Passage to read:
AIDS activists seek to revamp states' HIV-specific laws

Actor Charlie Sheen discusses his HIV-positive condition with Matt Lauer on NBC’s Today show. Although there’s no indication Sheen will face prosecution, in his home state of California it’s a crime to expose others to the virus or fail to disclose the status.
Actor Charlie Sheen discusses his HIV-positive condition with Matt Lauer on NBC’s Today show. Although there’s no indication Sheen will face prosecution, in his home state of California it’s a crime to expose others to the virus or fail to disclose the status.

LOS ANGELES -- Charlie Sheen's recent revelation that he's HIV-positive served as a reminder that his home state of California remains among a large group of states with HIV-specific criminal laws that activists consider outdated.

And the U.S. Justice Department says they should be revised.

According to the U.S. Centers for Disease Control and Prevention, 33 states have HIV criminal laws, generally making it a crime to expose others to HIV or fail to disclose HIV-positive status. Sheen, who said his sexual partners knew of his diagnosis, has not been charged, and there's no indication he would face prosecution under California's laws.

The earliest of the laws -- in Florida, Tennessee and Washington state -- date back to 1986, when fears about AIDS were intense. Most of the measures were enacted over the next several years, before anti-retroviral therapies sharply reduced the risk of transmission and transformed the human immunodeficiency virus, which causes AIDS, into what is now considered a manageable medical condition.

The laws vary from state to state. According to the CDC, 24 states require people who know they have HIV to disclose their status to sexual partners, and 25 states criminalize one or more behaviors now known to pose a low or negligible risk for HIV transmission -- such as oral sex, spitting and biting.

In recent years, there's been a growing push by advocacy groups, health experts and others for states to modify or eliminate those laws. Critics have formed task forces in several states -- including Colorado, Ohio, Georgia and Tennessee -- to lobby for changes and draft new legislation.

In California, a coalition of 14 groups has drafted a bill that would change several criminal laws, although they are still seeking a lawmaker to lead the effort to enact it.

The overarching theme would be to remove HIV-specific language in several laws to bring them in line with the current understanding of the virus, said Craig Pulsipher of AIDS Project Los Angeles.

The proposed changes would address five laws on the books in California. One, in place since 1939, makes it a misdemeanor to willfully expose someone to a contagious, infectious or communicable disease. Another, enacted in 1998, makes it a felony punishable by up to eight years in prison to intentionally try to transmit HIV through consensual, unprotected sex.

California also has laws that target HIV-positive prostitutes and people with HIV who donate blood, organs, tissue, semen or breast milk. Another law adds three years to a prison sentence for exposing a victim to HIV through a sex crime. None of the laws currently require HIV transmission for a conviction.

Extracted records:
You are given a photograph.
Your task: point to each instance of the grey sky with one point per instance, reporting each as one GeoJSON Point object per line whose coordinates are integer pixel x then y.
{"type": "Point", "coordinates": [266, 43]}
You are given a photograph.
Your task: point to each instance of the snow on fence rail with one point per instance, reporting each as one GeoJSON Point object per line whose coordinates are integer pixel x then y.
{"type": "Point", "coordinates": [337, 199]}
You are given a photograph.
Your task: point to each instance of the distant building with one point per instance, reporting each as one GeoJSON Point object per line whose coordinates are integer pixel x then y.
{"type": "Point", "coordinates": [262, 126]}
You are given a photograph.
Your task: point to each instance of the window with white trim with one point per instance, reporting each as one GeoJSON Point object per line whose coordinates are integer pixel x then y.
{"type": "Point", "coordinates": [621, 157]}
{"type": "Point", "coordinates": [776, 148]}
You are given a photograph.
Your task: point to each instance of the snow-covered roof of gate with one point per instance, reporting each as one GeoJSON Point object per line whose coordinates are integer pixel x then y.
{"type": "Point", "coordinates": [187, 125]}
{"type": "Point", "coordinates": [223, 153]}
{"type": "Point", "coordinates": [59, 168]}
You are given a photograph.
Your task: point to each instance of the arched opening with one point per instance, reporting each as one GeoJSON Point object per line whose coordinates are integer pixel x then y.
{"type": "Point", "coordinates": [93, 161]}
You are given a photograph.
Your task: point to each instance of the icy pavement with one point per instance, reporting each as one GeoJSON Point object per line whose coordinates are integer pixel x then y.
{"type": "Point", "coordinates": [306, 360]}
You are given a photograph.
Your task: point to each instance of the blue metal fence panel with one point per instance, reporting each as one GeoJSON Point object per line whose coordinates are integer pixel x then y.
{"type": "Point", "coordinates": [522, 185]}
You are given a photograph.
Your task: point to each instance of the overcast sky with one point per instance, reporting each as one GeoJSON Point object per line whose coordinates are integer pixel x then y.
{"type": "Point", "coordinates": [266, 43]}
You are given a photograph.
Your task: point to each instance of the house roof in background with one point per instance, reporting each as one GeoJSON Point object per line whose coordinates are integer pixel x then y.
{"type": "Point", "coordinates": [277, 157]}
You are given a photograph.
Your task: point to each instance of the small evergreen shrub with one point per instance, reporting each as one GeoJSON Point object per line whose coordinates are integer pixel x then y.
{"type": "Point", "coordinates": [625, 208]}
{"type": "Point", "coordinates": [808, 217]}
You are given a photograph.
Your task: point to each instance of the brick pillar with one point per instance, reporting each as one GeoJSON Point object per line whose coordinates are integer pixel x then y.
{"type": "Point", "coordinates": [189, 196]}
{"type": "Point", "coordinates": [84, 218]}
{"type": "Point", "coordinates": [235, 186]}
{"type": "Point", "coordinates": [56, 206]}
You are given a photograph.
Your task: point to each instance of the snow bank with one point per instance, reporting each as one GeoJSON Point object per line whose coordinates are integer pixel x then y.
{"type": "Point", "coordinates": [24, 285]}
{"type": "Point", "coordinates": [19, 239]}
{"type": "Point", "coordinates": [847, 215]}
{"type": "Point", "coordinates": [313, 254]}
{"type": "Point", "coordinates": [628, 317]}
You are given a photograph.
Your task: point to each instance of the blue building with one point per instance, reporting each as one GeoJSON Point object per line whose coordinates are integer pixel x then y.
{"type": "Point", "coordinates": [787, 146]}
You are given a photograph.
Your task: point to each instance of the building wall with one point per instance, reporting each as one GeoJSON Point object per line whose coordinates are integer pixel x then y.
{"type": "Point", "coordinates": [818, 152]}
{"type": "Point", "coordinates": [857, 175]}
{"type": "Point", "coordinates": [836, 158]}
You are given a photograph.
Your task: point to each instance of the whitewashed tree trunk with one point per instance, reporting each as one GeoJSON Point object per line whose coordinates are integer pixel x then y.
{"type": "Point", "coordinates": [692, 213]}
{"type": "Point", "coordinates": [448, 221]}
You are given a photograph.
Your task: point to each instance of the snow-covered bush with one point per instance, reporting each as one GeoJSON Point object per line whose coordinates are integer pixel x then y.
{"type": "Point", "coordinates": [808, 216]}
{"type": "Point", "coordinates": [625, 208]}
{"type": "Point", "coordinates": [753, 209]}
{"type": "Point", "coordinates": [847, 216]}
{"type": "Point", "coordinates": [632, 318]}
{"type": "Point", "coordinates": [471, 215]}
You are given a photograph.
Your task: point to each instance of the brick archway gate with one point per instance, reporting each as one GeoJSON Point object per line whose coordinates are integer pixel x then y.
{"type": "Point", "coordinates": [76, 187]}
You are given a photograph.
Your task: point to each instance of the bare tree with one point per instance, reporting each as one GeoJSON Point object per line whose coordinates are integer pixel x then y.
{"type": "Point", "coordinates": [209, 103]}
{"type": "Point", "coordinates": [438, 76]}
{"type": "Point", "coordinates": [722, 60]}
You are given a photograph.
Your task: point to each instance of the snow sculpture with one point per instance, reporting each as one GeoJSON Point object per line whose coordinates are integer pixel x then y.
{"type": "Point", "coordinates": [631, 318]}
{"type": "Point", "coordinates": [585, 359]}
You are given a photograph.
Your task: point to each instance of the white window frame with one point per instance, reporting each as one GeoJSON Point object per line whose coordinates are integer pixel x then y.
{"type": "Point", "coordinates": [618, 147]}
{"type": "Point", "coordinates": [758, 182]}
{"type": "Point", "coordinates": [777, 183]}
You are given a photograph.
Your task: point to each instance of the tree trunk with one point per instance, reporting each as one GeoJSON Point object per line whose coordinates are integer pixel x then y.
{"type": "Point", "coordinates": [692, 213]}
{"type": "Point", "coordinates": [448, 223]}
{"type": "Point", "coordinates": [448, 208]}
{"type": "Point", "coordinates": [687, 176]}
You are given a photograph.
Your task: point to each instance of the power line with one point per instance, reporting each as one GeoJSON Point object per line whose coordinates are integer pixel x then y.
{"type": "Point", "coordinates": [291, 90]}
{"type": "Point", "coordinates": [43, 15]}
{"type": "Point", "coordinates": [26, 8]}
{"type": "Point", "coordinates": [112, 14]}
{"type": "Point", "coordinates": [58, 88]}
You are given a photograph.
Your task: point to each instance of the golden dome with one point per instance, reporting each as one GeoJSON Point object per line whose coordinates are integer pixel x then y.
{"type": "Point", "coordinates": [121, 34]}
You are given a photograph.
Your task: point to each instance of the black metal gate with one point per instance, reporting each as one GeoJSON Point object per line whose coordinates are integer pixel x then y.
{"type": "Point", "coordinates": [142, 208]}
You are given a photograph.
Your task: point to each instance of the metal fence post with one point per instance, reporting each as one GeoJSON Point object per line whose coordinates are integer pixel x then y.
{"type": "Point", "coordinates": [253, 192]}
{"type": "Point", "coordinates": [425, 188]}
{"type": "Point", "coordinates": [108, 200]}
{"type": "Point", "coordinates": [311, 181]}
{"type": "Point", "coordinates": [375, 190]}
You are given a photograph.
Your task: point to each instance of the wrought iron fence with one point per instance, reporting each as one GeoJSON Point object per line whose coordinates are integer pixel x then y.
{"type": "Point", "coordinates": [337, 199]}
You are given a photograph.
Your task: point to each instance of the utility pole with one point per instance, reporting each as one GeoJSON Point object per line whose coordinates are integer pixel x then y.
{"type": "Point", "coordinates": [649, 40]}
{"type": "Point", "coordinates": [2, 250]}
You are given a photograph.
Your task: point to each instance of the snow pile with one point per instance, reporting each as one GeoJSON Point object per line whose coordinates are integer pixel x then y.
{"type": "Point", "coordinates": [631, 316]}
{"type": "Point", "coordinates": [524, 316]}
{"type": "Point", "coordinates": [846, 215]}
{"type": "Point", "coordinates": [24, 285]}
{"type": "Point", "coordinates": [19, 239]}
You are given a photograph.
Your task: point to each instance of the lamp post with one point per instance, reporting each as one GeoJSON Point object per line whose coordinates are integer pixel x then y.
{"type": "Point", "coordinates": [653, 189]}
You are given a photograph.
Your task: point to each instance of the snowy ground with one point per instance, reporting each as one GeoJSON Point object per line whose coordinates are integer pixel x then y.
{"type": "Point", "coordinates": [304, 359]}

Tasks for this exercise:
A - Translate this sentence from the article on HIV-specific laws into Spanish: "None of the laws currently require HIV transmission for a conviction."
B - Write the next few paragraphs of the article on HIV-specific laws, picking up after its final sentence.

Responses in order:
A - Ninguna de las leyes exige actualmente la transmisión del VIH para una condena.

B -
In general, the proposed changes would remove HIV from the language so the laws could apply to all serious communicable diseases. The changes would also require transmission of a disease.

"What this does is eliminate these laws that single out HIV from other diseases," Pulsipher said. "We want to make sure we have statutes that take into account things that may come down the line later that aren't on our radar currently."

The misdemeanor law would be revamped to require that someone intentionally transmit a disease, Pulsipher said.

Requiring proof of intent has made prosecution under the felony law a rarity in California, said Ayako Miyashita, a UCLA law professor.

"Intent makes it harder to bring a case," she said. "It's a step above negligence."

The most recent prosecution in California was in a case in which a man falsely claimed to be HIV-negative and urged his boyfriend at the time to have unprotected sex, according to San Diego prosecutors. The other man later was diagnosed as HIV-positive.

Thomas Guerra pleaded no contest to a misdemeanor health-code violation and was sentenced to six months in jail, the maximum.

The judge called the term a "travesty" and said she wished she could give him more prison time.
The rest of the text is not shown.